:: Records shown ::
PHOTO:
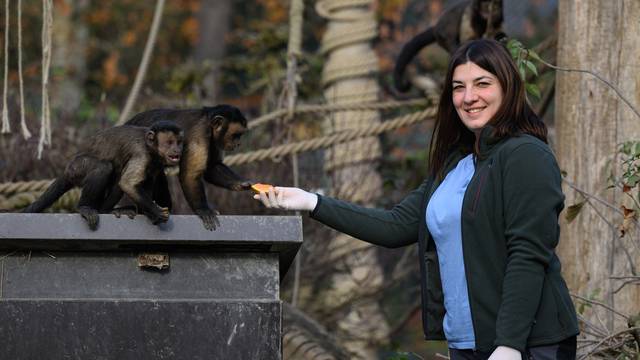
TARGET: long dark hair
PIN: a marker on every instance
(513, 118)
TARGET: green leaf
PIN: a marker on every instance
(522, 72)
(637, 149)
(573, 211)
(534, 55)
(533, 90)
(531, 67)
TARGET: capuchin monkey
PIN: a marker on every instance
(122, 159)
(462, 22)
(209, 132)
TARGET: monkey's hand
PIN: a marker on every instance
(288, 198)
(241, 186)
(90, 216)
(128, 211)
(209, 218)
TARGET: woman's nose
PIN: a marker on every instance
(470, 96)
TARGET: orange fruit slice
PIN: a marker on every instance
(258, 188)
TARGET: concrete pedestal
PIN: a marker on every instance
(70, 293)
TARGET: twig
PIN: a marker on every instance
(617, 91)
(594, 197)
(601, 304)
(607, 339)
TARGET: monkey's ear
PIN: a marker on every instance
(218, 120)
(150, 138)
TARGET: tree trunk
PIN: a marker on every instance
(591, 121)
(69, 39)
(347, 77)
(213, 20)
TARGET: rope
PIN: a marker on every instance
(327, 9)
(326, 108)
(47, 26)
(6, 126)
(329, 140)
(294, 50)
(144, 63)
(23, 123)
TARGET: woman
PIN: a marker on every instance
(486, 219)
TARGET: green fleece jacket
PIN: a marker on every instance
(509, 232)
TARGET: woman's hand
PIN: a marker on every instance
(288, 198)
(505, 353)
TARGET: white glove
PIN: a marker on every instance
(505, 353)
(288, 198)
:::
> **The problem**
Everything in the entries above should be transcribed exactly, apart from the pictures.

> **Solution to this task**
PHOTO:
TARGET: long dark hair
PIN: a marker on every instance
(513, 118)
TARGET: green leaf
PIN: a marker on every instance
(522, 72)
(637, 149)
(573, 211)
(534, 55)
(533, 90)
(531, 67)
TARGET: capuchin monkey
PIN: a marker on every instance
(122, 159)
(462, 22)
(209, 132)
TARGET: monkey's hand
PIN: a marker on every instance
(288, 198)
(241, 186)
(90, 216)
(128, 211)
(209, 218)
TARGET: woman's nose
PIN: a marker on every instance
(470, 96)
TARGET: orange fruit slice
PIN: a marker on every instance
(258, 188)
TARGET: concrete pedestal
PIN: a marker on every instance
(70, 293)
TARGET: twig
PIN: a marker on every instance
(617, 91)
(594, 197)
(601, 304)
(607, 339)
TARGET: monkey's ear
PIN: a marker on every instance
(218, 120)
(150, 138)
TARGET: tree trunk
PIN: a marker on every instance
(591, 121)
(69, 39)
(347, 77)
(213, 20)
TARGET: rope
PIN: a marker on every instance
(327, 9)
(326, 108)
(47, 26)
(6, 126)
(329, 140)
(294, 50)
(144, 63)
(23, 123)
TARGET: woman
PIN: a marker on every instance
(486, 219)
TARGET: green fleece jacket
PIN: a marker on every instance
(509, 232)
TARGET: woman's hand
PIN: a marker on every instance
(288, 198)
(505, 353)
TARGET: white glove
PIN: a marker on every instance
(505, 353)
(288, 198)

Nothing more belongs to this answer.